# Texto de lectura
= = = = =

Es lógico -y por tanto no debe asustarnos- el hecho de que el proceso de pacificación iniciado por el Gobierno haya provocado una polémica, un auténtico tsunami, social, político, mediático y jurídico de proporciones descomunales. Nos jugamos mucho en ello y el cúmulo de controversias suscitadas por este asunto constituye una muestra evidente de que nuestro sistema democrático goza, al menos en ese ámbito, de una excelente salud. Es, asimismo, lógico, que la apertura del proceso haya provocado una enorme confusión en el seno de la ciudadanía, confusión que probablemente irá en aumento en la medida en la que el mismo siga avanzando.

Tal confusión afecta, sobre todo, a los ciudadanos de a pie, ya que las élites dirigentes aparecen claramente divididas en dos posiciones contrapuestas. De una parte, aquellos que, ante la existencia del incendio han decidido, como mayor o menor acierto y a pesar de los riesgos, apagar el fuego. De la otra, quienes no solamente consideran inoportuno apagar el fuego, sino que incluso lo avivan con dosis adicionales de combustible. Por ello, me parece conveniente establecer tres breves reflexiones que, quizá, puedan ayudar al ciudadano perplejo a tener un criterio más elaborado sobre este asunto y, sobre todo, le ayuden a distinguir entre quienes actúan como bomberos y quienes lo hacen como pirómanos.

= = = = =

# Ejercicios por hacer
1. Según el texto sobre el proceso de pacificación, ¿por qué la confusión afecta sobre todo a los ciudadanos de a pie? Contesta en una a tres oraciones.
2. Copia al pie de la letra un trozo del texto sobre el proceso de pacificación: arranca en las palabras que contienen "Tal confusión afecta, sobre" y detente después de "hacen como pirómanos.".
Para responder, básate solo en el texto.

# Datos aportados
= = = = =

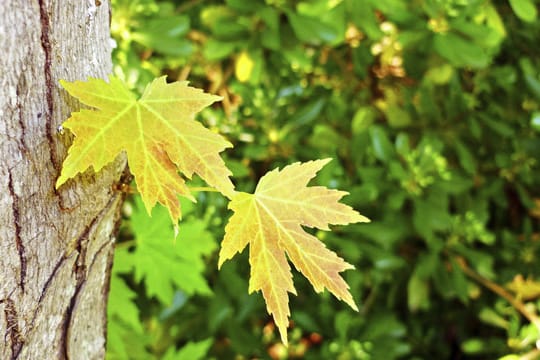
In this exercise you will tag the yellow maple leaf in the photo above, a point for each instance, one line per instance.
(271, 221)
(158, 132)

= = = = =

# Respuestas en orden
1. Afecta sobre todo a los ciudadanos de a pie porque las élites dirigentes están claramente divididas en dos posiciones contrapuestas. Unos han decidido apagar el fuego a pesar de los riesgos, y otros no solo creen que no conviene apagarlo, sino que lo avivan con más combustible.

2.
Tal confusión afecta, sobre todo, a los ciudadanos de a pie, ya que las élites dirigentes aparecen claramente divididas en dos posiciones contrapuestas. De una parte, aquellos que, ante la existencia del incendio han decidido, como mayor o menor acierto y a pesar de los riesgos, apagar el fuego. De la otra, quienes no solamente consideran inoportuno apagar el fuego, sino que incluso lo avivan con dosis adicionales de combustible. Por ello, me parece conveniente establecer tres breves reflexiones que, quizá, puedan ayudar al ciudadano perplejo a tener un criterio más elaborado sobre este asunto y, sobre todo, le ayuden a distinguir entre quienes actúan como bomberos y quienes lo hacen como pirómanos.